● Material provided
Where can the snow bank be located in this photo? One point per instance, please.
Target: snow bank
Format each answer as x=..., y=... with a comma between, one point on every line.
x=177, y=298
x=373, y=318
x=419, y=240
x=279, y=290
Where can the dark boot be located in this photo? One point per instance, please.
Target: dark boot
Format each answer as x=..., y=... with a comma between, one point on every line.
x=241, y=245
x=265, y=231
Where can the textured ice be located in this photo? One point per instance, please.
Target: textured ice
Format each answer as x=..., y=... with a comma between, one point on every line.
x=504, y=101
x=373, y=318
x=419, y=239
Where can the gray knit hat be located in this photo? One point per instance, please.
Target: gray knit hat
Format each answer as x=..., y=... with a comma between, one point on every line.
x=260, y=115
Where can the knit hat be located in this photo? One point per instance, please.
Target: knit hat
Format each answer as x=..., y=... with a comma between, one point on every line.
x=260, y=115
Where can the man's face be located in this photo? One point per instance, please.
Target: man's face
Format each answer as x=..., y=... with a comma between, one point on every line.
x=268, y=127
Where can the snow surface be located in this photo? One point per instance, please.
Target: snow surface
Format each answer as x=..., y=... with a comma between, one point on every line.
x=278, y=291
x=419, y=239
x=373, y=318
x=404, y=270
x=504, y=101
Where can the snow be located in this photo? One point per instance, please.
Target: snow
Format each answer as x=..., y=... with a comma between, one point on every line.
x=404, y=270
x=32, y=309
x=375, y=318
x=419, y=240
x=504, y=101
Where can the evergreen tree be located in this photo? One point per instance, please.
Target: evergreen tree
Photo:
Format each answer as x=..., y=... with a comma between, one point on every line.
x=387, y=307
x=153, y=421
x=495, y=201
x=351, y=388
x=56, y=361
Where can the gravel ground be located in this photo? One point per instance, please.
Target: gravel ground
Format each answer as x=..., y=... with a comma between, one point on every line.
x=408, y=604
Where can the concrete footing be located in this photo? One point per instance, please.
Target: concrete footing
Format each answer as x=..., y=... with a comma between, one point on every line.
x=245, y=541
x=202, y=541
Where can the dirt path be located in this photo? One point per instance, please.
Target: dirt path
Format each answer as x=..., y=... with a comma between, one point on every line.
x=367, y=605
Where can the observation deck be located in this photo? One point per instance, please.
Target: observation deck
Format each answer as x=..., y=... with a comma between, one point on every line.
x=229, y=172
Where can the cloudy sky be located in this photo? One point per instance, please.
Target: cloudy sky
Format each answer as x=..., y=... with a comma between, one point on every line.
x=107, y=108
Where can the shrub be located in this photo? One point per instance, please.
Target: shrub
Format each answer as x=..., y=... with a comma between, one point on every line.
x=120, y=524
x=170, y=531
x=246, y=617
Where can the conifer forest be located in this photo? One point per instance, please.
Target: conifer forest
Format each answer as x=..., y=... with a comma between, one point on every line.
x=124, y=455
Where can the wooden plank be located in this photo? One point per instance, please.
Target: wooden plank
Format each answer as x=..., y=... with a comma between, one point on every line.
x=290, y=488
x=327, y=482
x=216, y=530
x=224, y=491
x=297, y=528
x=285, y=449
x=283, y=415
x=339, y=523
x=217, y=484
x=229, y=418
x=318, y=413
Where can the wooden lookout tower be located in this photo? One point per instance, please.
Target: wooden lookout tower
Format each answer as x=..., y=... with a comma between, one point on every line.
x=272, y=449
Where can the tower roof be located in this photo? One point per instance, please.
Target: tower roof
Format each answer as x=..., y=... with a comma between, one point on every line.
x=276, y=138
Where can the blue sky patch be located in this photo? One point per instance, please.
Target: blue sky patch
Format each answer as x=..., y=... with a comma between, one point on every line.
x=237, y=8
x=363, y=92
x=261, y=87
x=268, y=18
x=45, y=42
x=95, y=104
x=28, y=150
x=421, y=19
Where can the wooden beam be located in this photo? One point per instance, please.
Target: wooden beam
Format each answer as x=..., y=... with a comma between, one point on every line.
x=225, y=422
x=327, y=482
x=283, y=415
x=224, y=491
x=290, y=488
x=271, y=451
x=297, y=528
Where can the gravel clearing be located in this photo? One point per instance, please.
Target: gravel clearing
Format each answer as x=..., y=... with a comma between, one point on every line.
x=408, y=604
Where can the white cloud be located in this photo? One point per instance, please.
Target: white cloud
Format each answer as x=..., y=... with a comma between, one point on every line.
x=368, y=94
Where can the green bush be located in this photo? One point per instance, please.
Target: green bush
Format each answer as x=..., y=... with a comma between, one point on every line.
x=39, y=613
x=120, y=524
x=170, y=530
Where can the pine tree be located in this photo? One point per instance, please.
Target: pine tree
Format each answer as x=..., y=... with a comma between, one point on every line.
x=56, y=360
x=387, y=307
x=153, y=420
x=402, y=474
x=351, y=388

● The problem
Reproduce the listing above exactly from the line containing "Where can the gravel clearing" through its last line, with both of those lines included.

● Expected output
Where can the gravel clearing be located in this photo? One point per instance, please.
Target: gravel clearing
Format each answer as x=..., y=... with a comma between, one point on every line.
x=408, y=604
Where can the white cloud be located in this photo? One point per instance, please.
Target: white cloud
Format each answer as x=..., y=... with a comma between, one point on every line.
x=368, y=94
Where can the green bush be located in this photo? One point per instance, please.
Target: green bush
Format each answer as x=..., y=... with a comma between, one point on every line.
x=39, y=613
x=120, y=524
x=170, y=530
Where can the pine tree be located in this photo? One point per instance, please.
Target: pine tree
Format each answer as x=..., y=... with a comma between, one point on every line.
x=56, y=360
x=387, y=307
x=153, y=420
x=402, y=474
x=351, y=388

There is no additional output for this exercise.